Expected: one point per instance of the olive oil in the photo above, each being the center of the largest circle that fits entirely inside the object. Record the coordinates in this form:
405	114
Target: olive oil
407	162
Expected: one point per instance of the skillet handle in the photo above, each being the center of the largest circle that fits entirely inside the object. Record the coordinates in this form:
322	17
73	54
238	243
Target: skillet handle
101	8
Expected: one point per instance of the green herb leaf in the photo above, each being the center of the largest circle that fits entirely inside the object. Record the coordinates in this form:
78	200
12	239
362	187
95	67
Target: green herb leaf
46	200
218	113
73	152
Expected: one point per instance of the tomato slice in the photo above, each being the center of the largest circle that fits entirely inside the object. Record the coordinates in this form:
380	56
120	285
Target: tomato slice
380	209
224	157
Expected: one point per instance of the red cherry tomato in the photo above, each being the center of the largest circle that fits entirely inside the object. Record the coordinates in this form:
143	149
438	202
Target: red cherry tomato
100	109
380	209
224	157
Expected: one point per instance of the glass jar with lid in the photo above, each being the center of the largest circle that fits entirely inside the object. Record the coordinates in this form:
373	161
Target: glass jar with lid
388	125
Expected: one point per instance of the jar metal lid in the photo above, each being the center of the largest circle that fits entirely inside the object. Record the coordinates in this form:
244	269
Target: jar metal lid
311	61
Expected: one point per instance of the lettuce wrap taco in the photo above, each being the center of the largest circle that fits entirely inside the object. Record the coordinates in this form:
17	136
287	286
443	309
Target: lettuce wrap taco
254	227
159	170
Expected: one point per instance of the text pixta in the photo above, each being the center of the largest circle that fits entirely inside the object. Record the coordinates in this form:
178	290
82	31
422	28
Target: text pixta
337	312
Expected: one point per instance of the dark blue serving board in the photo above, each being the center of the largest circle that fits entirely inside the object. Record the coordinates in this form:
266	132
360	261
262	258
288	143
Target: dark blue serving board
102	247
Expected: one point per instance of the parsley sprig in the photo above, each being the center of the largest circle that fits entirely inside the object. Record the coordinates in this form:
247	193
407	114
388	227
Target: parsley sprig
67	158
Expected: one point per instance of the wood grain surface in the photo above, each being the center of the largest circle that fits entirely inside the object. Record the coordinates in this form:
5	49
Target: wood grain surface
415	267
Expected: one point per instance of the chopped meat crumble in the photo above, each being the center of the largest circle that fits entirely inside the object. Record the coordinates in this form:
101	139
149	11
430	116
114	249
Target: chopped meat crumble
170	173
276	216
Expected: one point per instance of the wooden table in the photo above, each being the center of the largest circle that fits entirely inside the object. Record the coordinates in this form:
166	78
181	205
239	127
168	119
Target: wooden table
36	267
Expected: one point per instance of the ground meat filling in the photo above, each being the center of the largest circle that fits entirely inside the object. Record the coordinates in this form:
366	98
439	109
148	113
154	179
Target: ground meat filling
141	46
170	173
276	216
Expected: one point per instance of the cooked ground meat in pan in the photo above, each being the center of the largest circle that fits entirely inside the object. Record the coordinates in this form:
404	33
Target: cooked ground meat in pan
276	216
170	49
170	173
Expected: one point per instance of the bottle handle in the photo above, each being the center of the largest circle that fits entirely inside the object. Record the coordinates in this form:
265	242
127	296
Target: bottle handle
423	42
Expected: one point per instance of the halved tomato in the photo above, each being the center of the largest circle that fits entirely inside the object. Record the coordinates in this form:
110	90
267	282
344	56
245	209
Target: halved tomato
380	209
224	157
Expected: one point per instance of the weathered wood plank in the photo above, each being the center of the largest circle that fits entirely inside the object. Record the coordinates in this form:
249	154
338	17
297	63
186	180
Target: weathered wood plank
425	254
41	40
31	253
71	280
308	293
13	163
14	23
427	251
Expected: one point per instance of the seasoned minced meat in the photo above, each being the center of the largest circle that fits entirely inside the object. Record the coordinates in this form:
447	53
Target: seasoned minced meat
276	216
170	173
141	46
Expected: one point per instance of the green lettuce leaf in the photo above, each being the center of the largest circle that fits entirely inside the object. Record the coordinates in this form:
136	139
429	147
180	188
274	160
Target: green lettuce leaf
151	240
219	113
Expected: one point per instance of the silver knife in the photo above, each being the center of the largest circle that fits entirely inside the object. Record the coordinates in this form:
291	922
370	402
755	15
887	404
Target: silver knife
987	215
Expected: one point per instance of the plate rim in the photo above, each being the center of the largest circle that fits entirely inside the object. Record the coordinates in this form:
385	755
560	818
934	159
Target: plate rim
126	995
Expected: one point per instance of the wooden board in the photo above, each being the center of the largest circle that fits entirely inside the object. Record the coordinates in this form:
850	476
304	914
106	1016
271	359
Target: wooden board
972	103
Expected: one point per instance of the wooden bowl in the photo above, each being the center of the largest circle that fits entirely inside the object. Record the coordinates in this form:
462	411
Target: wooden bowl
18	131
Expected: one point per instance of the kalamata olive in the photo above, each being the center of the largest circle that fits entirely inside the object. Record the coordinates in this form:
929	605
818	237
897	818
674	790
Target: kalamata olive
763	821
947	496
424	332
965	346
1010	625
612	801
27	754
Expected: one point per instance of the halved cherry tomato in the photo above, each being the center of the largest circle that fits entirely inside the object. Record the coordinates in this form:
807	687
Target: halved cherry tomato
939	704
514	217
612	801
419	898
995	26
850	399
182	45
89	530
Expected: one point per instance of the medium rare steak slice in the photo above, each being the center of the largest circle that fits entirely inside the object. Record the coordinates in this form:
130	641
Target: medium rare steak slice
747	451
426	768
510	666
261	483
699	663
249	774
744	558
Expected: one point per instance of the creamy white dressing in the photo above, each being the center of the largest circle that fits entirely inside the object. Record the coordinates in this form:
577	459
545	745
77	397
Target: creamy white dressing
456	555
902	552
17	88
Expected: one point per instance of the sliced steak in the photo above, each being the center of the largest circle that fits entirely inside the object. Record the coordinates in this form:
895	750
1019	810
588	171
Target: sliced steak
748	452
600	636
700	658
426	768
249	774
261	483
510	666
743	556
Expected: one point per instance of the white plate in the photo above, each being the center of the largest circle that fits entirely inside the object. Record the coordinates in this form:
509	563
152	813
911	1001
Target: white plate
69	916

☆ ☆ ☆ ☆

→ TASK DETAILS
Reproduce the records from the line containing "Expected: one point per instance of the creamy" through the end of the records, renaming "sliced steak" to "grilled steak" throughout and leaving everything else unchanged.

→ ANSWER TO THIS PROBLEM
Expected: one point per instance of the creamy white dressing in the photo above, each being the center of the largest circle that fits entirely inside the object. Record the coordinates in this form:
577	459
545	745
77	397
Target: creamy white dressing
456	555
902	552
17	88
Expected: one point per instance of the grilled steak in the photo above, each being the center of the largest circle that fits entirely inside the object. Record the coordinates in this form:
895	750
1019	810
588	171
Target: grilled steak
748	452
600	636
700	658
426	768
249	774
261	483
510	666
743	556
Expected: one point per instance of the white plate in the photo above, each being the center of the largest circle that fits entirely inside the object. Record the coordinates in this form:
509	563
152	813
911	1001
Target: white plate
69	916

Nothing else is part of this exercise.